- [WHAT THIS TASK INVOLVES]: Render every one of the records below as a numbered list, leaving out any blank lines.

- [PROVIDED ENTRIES]:
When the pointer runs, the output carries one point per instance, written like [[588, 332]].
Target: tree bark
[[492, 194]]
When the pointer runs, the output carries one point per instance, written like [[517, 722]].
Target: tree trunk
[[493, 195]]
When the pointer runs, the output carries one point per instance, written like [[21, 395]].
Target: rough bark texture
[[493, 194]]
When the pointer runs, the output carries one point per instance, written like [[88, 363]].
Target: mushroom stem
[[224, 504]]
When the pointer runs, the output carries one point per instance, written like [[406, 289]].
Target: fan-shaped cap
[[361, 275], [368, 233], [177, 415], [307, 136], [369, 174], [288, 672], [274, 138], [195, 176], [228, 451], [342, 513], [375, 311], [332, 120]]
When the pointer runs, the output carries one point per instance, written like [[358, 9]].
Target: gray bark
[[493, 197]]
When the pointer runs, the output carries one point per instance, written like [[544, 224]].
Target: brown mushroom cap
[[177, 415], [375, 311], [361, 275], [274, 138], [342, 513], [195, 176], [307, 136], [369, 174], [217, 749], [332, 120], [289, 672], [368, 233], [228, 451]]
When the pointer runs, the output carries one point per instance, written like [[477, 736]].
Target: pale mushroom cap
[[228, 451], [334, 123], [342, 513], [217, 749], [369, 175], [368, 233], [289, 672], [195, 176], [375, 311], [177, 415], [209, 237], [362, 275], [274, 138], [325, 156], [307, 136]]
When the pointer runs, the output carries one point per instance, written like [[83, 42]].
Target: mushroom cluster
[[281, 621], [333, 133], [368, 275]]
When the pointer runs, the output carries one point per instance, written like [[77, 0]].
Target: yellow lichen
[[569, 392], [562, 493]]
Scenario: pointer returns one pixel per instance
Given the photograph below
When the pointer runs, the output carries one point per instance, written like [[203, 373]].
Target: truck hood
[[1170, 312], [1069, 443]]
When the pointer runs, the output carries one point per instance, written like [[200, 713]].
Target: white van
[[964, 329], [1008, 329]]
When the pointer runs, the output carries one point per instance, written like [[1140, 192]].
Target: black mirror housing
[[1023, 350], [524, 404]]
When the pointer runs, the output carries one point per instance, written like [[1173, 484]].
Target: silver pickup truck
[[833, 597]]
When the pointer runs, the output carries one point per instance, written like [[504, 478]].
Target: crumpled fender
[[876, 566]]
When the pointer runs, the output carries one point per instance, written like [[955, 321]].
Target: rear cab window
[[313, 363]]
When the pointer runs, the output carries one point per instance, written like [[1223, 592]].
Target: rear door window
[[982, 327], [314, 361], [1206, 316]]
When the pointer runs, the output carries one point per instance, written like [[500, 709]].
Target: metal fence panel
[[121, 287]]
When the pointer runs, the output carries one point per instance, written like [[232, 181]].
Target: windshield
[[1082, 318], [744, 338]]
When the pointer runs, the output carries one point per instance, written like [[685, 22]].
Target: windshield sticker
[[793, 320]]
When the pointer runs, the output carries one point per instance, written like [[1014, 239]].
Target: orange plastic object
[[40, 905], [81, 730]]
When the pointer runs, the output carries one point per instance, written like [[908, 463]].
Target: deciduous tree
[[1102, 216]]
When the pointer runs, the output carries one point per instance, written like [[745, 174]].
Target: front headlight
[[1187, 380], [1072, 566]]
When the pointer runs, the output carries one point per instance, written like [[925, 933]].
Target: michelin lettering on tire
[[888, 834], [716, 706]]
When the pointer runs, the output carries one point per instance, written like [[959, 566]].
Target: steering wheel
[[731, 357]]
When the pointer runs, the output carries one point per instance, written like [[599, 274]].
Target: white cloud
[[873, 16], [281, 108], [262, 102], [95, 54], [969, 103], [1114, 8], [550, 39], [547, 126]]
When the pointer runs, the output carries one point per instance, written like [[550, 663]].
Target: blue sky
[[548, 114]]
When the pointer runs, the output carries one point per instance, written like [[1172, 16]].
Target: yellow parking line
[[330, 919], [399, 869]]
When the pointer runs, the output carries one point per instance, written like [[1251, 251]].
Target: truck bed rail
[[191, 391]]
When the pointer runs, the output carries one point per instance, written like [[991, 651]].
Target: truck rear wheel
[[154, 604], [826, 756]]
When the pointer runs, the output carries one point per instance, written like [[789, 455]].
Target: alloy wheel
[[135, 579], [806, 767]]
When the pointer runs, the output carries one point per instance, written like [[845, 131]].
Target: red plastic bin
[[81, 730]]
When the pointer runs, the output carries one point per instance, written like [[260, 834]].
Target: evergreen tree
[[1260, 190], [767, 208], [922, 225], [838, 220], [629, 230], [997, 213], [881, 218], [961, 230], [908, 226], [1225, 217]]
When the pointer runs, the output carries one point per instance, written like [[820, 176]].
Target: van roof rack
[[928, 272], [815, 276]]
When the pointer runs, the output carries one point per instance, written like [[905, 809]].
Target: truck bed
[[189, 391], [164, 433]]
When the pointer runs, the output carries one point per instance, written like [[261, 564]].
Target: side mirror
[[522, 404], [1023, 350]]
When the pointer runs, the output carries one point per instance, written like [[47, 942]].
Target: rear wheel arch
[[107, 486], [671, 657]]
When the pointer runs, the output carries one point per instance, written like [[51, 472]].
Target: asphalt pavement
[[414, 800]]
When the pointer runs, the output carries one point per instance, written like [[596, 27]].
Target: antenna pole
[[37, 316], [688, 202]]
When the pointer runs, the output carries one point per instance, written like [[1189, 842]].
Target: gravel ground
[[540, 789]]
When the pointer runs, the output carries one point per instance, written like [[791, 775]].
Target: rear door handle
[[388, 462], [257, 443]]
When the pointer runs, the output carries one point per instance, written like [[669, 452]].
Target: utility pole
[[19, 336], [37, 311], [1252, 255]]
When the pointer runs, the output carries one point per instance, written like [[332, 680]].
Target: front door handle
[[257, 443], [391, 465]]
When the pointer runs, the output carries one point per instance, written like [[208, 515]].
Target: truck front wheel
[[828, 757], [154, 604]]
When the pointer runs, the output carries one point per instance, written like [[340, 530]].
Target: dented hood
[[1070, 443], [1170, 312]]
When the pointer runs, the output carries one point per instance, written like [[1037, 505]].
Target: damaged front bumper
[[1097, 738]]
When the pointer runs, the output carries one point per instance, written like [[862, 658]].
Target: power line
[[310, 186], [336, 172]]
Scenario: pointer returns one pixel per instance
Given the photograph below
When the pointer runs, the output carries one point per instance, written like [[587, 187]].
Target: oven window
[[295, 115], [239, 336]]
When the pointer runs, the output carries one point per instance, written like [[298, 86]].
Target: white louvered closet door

- [ANSWER TO THE EXERCISE]:
1. When the pointer runs, the output carries one point per instance, written like [[588, 332]].
2. Target: tree bark
3. [[492, 194]]
4. When the pointer runs, the output carries one point per instance, written like [[517, 722]].
5. Target: tree trunk
6. [[493, 195]]
7. When the pointer runs, the output carries one point per instance, written like [[21, 395]].
8. Target: rough bark texture
9. [[493, 194]]
10. When the pointer runs, the output carries one point per instance, written like [[88, 363]].
11. Target: mushroom stem
12. [[224, 504]]
13. When the pointer runs, the output carries one point per instance, written like [[406, 289]].
14. Target: fan-shaped cap
15. [[361, 275], [368, 233], [177, 415], [307, 136], [369, 174], [288, 672], [274, 138], [195, 176], [228, 451], [342, 513], [375, 311], [332, 120]]
16. When the pointer runs, the output carries one point per instance, written like [[358, 9]].
17. Target: gray bark
18. [[493, 197]]
19. When the pointer runs, the output carries one point per instance, written like [[544, 224]].
20. Target: brown mushroom cap
21. [[177, 415], [375, 311], [361, 275], [274, 138], [342, 513], [195, 176], [307, 136], [369, 174], [217, 749], [332, 120], [289, 672], [368, 233], [228, 451]]
22. When the pointer runs, the output carries one point per instance, written like [[477, 736]].
23. Target: pale mushroom cap
24. [[228, 451], [334, 123], [342, 513], [217, 749], [369, 175], [368, 233], [289, 672], [195, 176], [375, 311], [177, 415], [209, 237], [362, 275], [274, 138], [325, 156], [307, 136]]
25. When the pointer runs, the output carries one point per instance, written like [[83, 42]].
26. Target: mushroom cluster
27. [[281, 621], [333, 133], [368, 275]]
28. When the pointer runs, the output carries one point per instance, written like [[77, 0]].
29. Target: yellow lichen
30. [[569, 392], [562, 493]]
31. Scenario: pointer returns one pixel per instance
32. Given the photograph below
33. When the pointer runs, the output carries one point per instance, written like [[203, 373]].
34. Target: truck hood
35. [[1170, 312], [1069, 443]]
36. When the pointer runs, the output carries one point per instance, written like [[200, 713]].
37. Target: white van
38. [[964, 329], [1008, 329]]
39. When the pointer runs, the output carries one point per instance, written like [[1140, 192]].
40. Target: black mirror housing
41. [[1023, 350], [524, 404]]
42. When the pointer runs, the output carries one point per instance, written like [[1173, 484]].
43. Target: silver pickup truck
44. [[833, 597]]
45. When the pointer runs, the output carries one point per instance, written like [[504, 478]].
46. Target: crumpled fender
47. [[876, 566]]
48. When the pointer runs, the output carries one point per instance, written like [[955, 321]].
49. Target: rear cab window
50. [[313, 363]]
51. When the pointer runs, the output carries one point per instance, written like [[1223, 592]].
52. Target: rear door window
53. [[982, 327], [314, 361], [1206, 316]]
54. When the pointer runs, the output carries one point per instance, written like [[500, 709]].
55. Target: metal fence panel
56. [[121, 287]]
57. When the pointer runs, the output carries one point per instance, written like [[232, 181]].
58. Target: windshield
59. [[1082, 318], [744, 338]]
60. When the pointer runs, the output carries one point per instance, written like [[685, 22]].
61. Target: windshield sticker
62. [[793, 320]]
63. When the pointer runs, the output carries one point per instance, written like [[1014, 239]].
64. Target: orange plastic object
65. [[40, 905], [81, 730]]
66. When the pointer runs, the output carries one point per instance, written like [[908, 463]].
67. Target: deciduous tree
68. [[1102, 216]]
69. When the pointer runs, the output carries one point per instance, written like [[745, 174]].
70. Target: front headlight
71. [[1187, 380], [1072, 566]]
72. When the pointer runs, the output carries one point per instance, written like [[925, 933]].
73. Target: michelin lettering on tire
74. [[888, 834], [716, 706]]
75. When the pointer runs, the output carries one point per instance, written like [[959, 566]].
76. Target: steering wheel
77. [[731, 357]]
78. When the pointer runs, the output carries one point per instance, written like [[599, 274]].
79. Target: white cloud
80. [[873, 16], [281, 108], [262, 102], [95, 54], [969, 103], [1114, 8], [550, 39], [547, 126]]
81. When the pointer runs, the output carries one point per instance, written like [[550, 663]].
82. Target: blue sky
83. [[548, 114]]
84. When the pointer runs, the output carries one point per instance, written like [[1172, 16]].
85. Target: yellow parking line
86. [[330, 919], [399, 869]]
87. When the pointer runs, the output carries one point per instance, written like [[1251, 251]].
88. Target: truck bed rail
89. [[191, 391]]
90. When the pointer runs, the output carries one point per instance, written like [[991, 651]].
91. Target: truck rear wheel
92. [[154, 604], [826, 756]]
93. When the pointer runs, the output carries one point per instance, written like [[789, 455]].
94. Target: alloy wheel
95. [[135, 579], [806, 767]]
96. When the pointer runs, the output carries one point per instance, written like [[845, 131]].
97. Target: red plastic bin
98. [[81, 730]]
99. When the pointer runs, the output carries one point per instance, written like [[260, 834]].
100. Target: evergreen tree
101. [[1260, 190], [767, 208], [922, 225], [838, 220], [629, 230], [997, 213], [881, 218], [961, 230], [908, 226], [1225, 217]]
102. When the pointer runs, the output carries one point per instance, written like [[820, 176]].
103. Target: van roof rack
104. [[928, 272], [815, 276]]
105. When the pointer runs, the output carries one point per instance, written like [[905, 809]].
106. Target: truck bed
107. [[189, 391], [164, 433]]
108. When the pointer runs, the output carries one point per instance, written like [[261, 564]].
109. Target: side mirror
110. [[522, 404], [1023, 350]]
111. When the pointer runs, the output carries one point per instance, written like [[47, 942]].
112. Target: rear wheel arch
113. [[107, 486], [671, 657]]
114. When the pointer runs, the output carries one point per instance, written like [[51, 472]].
115. Target: asphalt pavement
116. [[414, 800]]
117. When the pointer runs, the output carries one point per instance, written like [[596, 27]].
118. Target: antenna pole
119. [[37, 316], [688, 202]]
120. When the pointer runs, the output carries one point per instance, written like [[1189, 842]].
121. Target: gravel ground
122. [[540, 789]]
123. When the pointer runs, the output carries one point per instance, written like [[791, 775]].
124. Target: rear door handle
125. [[388, 462], [257, 443]]
126. When the pointer runs, the output carries one point per instance, written like [[669, 452]].
127. Target: utility pole
128. [[19, 336], [37, 311], [1252, 255]]
129. When the pointer runs, the output carries one point per instance, written like [[332, 680]].
130. Target: front door handle
131. [[257, 443], [391, 465]]
132. When the pointer runs, the output carries one point per instance, written like [[208, 515]].
133. Target: truck front wheel
134. [[828, 757], [154, 604]]
135. When the pointer runs, the output carries one point per instance, written like [[340, 530]].
136. Target: dented hood
137. [[1070, 443], [1170, 312]]
138. When the pointer runs, the output carries one point per instance, written like [[1037, 505]].
139. Target: damaged front bumper
140. [[1097, 738]]
141. When the pointer runs, the output carries one point per instance, written like [[862, 658]].
142. Target: power line
143. [[310, 186], [336, 172]]
144. Scenario: pointer returns one pixel per instance
145. Given the photograph below
146. When the pointer runs, the output carries one point per instance, written like [[587, 187]].
147. Target: oven window
148. [[295, 115], [239, 336]]
149. When the pointer runs, the output carries one point per instance, written like [[298, 86]].
150. Target: white louvered closet door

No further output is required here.